## What is being asked:
Write out, word for word, the part of the listing that begins with the line containing "it: point(639, 461)." and continues through the line containing "point(152, 283)", including both of those lines.
++++++++++
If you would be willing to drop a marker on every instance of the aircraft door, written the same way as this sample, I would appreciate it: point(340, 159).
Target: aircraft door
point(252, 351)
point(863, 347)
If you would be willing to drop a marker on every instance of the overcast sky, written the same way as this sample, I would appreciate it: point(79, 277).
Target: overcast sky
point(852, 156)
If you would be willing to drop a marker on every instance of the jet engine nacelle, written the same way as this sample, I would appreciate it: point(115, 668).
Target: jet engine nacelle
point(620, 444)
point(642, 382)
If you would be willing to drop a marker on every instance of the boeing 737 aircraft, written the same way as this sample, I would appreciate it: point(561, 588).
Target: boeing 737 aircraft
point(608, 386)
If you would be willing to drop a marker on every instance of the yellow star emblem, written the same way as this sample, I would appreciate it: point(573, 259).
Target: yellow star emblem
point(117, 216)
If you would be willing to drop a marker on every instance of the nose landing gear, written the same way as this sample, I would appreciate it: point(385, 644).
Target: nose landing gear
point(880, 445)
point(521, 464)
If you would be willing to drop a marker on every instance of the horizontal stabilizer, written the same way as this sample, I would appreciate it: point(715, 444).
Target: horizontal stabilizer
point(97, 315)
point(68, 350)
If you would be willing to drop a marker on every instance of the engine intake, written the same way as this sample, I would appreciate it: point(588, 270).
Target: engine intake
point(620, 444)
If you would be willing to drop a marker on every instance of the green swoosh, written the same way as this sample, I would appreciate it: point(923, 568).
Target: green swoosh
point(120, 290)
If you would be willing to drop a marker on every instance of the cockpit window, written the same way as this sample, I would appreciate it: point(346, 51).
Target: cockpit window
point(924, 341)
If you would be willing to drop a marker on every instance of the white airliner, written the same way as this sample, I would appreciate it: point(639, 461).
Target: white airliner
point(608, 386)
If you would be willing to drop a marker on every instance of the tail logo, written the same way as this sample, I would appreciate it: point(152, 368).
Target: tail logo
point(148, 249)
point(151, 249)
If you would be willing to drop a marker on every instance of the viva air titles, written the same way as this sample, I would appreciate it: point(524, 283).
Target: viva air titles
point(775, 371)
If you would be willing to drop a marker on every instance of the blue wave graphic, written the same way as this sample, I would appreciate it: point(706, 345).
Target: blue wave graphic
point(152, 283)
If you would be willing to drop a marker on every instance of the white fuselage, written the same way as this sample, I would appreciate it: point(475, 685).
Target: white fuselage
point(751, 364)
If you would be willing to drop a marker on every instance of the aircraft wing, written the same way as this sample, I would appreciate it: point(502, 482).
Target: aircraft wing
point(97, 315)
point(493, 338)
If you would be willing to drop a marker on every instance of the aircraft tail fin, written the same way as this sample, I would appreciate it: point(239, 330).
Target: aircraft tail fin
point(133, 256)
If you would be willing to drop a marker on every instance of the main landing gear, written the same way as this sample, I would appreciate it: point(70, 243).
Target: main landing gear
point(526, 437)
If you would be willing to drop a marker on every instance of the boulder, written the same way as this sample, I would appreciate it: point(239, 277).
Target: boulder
++++++++++
## Answer below:
If you would be willing to drop a marker on every instance of the white airliner, written the same way as this sample, I would appreciate it: point(639, 461).
Target: white airliner
point(608, 386)
If you would be willing to drop a marker on every instance of the tail logo, written the same way as this sample, I would appreciate it: point(152, 368).
Target: tail logo
point(148, 249)
point(151, 249)
If you would be willing to drop a marker on every instance of the viva air titles, written the same way as this sample, I would appreciate it: point(524, 283).
Target: viva air titles
point(775, 371)
If you would be willing to drop a marker on every instance of the blue wave graphic, written the same way as this sample, I would appreciate it: point(706, 345).
Target: blue wave graphic
point(152, 283)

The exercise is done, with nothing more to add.